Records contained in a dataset
[Start of Attachment]

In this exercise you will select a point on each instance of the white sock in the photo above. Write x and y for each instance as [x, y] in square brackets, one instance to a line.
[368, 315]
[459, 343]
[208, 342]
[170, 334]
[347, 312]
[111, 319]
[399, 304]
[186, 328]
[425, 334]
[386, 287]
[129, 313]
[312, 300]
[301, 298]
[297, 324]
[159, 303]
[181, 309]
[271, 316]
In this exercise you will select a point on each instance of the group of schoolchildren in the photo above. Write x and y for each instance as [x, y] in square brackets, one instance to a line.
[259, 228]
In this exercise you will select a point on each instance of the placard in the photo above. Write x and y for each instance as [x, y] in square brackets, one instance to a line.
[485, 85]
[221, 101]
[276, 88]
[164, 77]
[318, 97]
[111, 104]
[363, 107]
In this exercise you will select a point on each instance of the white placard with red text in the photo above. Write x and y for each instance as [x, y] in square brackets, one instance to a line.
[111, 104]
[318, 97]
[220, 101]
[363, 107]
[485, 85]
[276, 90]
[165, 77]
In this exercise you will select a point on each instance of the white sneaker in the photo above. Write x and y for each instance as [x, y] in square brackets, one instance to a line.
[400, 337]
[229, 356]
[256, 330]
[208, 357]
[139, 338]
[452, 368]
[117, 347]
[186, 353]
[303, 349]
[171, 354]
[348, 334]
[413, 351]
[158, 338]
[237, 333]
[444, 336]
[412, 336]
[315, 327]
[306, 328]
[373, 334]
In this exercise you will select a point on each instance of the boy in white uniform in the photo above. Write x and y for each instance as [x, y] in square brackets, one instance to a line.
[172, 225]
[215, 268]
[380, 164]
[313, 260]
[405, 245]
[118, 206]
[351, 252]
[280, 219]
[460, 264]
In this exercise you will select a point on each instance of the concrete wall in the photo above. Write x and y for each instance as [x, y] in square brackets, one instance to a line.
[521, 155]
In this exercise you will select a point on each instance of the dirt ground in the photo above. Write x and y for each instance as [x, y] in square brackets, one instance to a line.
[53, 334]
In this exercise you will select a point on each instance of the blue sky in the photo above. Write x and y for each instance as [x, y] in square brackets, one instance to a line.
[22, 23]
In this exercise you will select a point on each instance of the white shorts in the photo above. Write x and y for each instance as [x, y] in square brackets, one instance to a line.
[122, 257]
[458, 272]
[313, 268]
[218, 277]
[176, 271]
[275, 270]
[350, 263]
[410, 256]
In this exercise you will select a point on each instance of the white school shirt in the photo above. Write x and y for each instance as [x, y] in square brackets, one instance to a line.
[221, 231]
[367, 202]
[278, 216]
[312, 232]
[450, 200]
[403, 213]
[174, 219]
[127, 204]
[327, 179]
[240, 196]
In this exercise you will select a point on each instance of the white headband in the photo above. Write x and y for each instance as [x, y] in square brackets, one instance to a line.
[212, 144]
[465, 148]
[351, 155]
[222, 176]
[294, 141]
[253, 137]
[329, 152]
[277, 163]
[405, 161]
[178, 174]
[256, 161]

[End of Attachment]

## What the exercise asks
Lines from the one that contains "the white shorts" through the final line of the entries must be duplicated exactly, and no other lines.

## Answer section
In this exercise you will select a point on each instance of the white shorts in the photo above. Write x and y for each instance as [x, y] in square brackets, one instance to a line.
[122, 257]
[458, 272]
[313, 268]
[218, 277]
[176, 271]
[275, 270]
[350, 263]
[410, 256]
In this exercise you will select a point on each instance of the white school shirt in the photo above. Write x and y for each instance as [x, y] in square brackets, one instance to a line.
[221, 231]
[367, 202]
[278, 216]
[312, 232]
[450, 200]
[403, 213]
[174, 219]
[127, 204]
[327, 179]
[240, 196]
In this exercise you will select a point on each instance of the white headband in the photo above. Write x and y for each instance as [x, y] in square brackets, one instance to a line.
[212, 144]
[465, 148]
[351, 155]
[222, 176]
[294, 141]
[253, 137]
[329, 152]
[277, 163]
[405, 161]
[178, 174]
[256, 161]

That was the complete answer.